>> START Input records

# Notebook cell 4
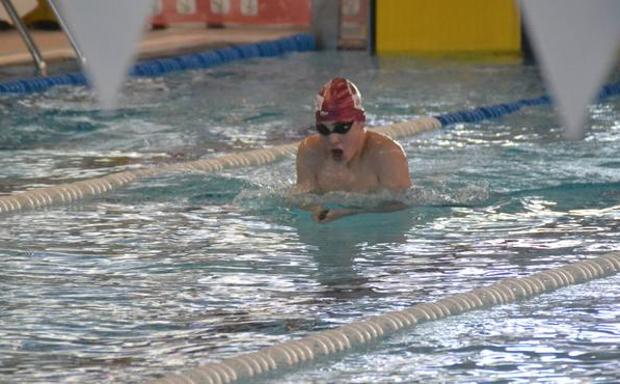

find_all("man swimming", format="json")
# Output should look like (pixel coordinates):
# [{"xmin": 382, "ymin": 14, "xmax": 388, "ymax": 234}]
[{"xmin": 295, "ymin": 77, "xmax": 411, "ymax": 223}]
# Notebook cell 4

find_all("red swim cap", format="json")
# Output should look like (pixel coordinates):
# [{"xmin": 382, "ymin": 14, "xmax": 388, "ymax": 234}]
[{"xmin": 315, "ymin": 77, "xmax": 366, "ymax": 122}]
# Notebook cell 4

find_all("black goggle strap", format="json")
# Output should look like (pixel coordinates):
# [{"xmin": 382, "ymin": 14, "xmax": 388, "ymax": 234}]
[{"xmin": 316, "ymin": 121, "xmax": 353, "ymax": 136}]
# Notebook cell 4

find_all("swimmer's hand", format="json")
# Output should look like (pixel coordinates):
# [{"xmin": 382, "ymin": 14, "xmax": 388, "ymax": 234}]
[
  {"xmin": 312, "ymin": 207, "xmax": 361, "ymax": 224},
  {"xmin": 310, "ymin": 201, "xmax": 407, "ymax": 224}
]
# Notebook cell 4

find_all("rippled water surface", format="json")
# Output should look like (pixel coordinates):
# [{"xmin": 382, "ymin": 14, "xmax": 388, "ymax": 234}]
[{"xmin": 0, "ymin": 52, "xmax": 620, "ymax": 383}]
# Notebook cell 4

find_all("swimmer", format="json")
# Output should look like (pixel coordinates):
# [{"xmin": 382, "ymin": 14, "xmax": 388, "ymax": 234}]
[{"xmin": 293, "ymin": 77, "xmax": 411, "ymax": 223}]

>> END Input records

◆ **Work to complete**: Extract each line from the rows above that contains the string "json".

◆ **Output below**:
find_all("man swimming", format="json")
find_all("red swim cap", format="json")
find_all("black goggle strap", format="json")
find_all("swimmer's hand", format="json")
find_all("rippled water surface", format="json")
find_all("swimmer", format="json")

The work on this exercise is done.